TEXT SHOWN
....

# Smoked snacks?



## buccosnation (Feb 25, 2015)

Does anybody have any reciped for some good smoked snacks? Or can lead me in the direction to find them? I made some smoked chex mix this past weekend and everybody enjoyed it so i am looking for some other recipes.


----------



## WaterinHoleBrew (Feb 25, 2015)

Here ya go, first post.... Bunch of links !  

http://www.smokingmeatforums.com/t/112964/sausage-recipes-and-resources


----------



## buccosnation (Feb 25, 2015)

Sorry I should have been a little clearer. I am looking for things similar to the chex mix recipe. Things other than meat, fish, and cheeses. Things you can sit on the couch an snack on.


----------



## pc farmer (Feb 25, 2015)

http://www.smokingmeatforums.com/t/173915/sqwibs-cooks-all-in-one-place

Maybe this?


----------



## WaterinHoleBrew (Feb 25, 2015)

Buccosnation said:


> Sorry I should have been a little clearer. I am looking for things similar to the chex mix recipe. Things other than meat, fish, and cheeses. Things you can sit on the couch an snack on.



I got ya, well if ya every wanna make sausage & snack sticks that's a good link....

Almonds or nuts.... Hard boiled eggs.... I know they have bacon & cream cheese but ABT's are awesome !


----------



## dirtsailor2003 (Feb 25, 2015)

Search here for Scarbelly's sweet spicy nuts, Driedsticks smoked pretzels. As for Me I'll do smoked cheese, snack sticks, ABT'S, pork shots, moink balls, charcuterie plates all day long on the couch!


----------



## donr (Feb 26, 2015)

I remember someone smoking cheetos.


----------



## mr t 59874 (Feb 26, 2015)

Some more.

http://www.smokingmeatforums.com/t/107629/smoked-bread-crackers-and-snacks

T


----------

....

DATA SEGMENT

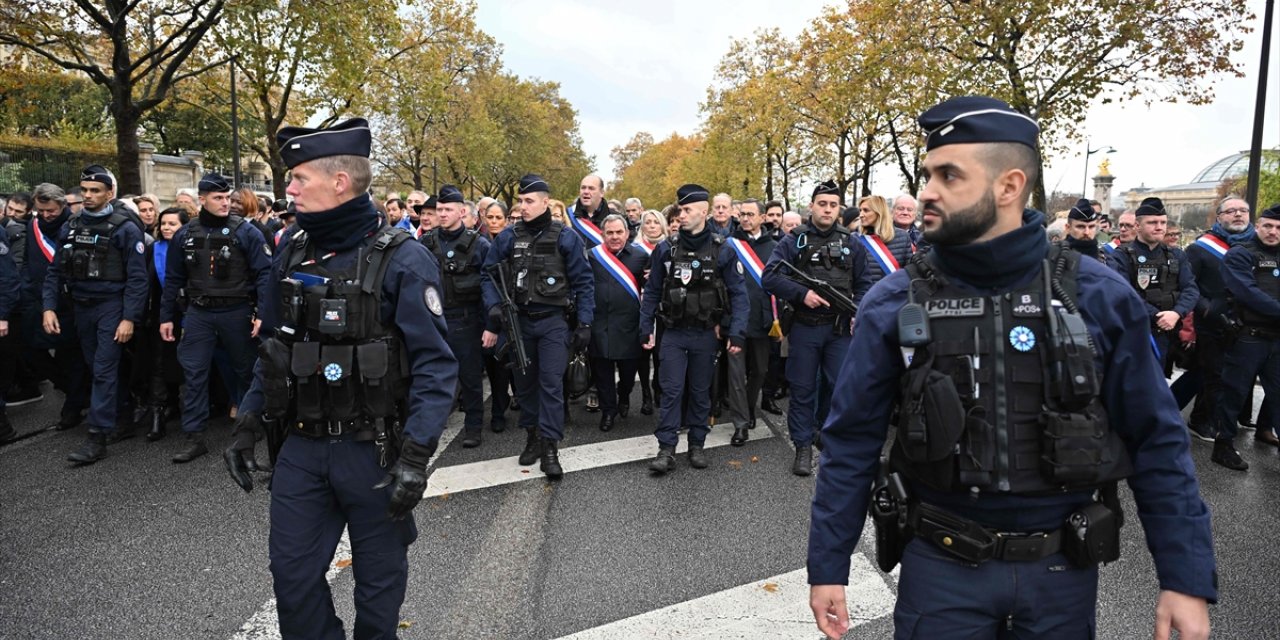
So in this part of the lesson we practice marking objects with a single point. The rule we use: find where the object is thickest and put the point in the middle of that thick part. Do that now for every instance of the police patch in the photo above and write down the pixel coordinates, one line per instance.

....

Write out, word for word, the stretch of the smoked snacks thread from "# Smoked snacks?" through "some other recipes.". The listing has no connection to the smoked snacks thread.

# Smoked snacks?



## buccosnation (Feb 25, 2015)

Does anybody have any reciped for some good smoked snacks? Or can lead me in the direction to find them? I made some smoked chex mix this past weekend and everybody enjoyed it so i am looking for some other recipes.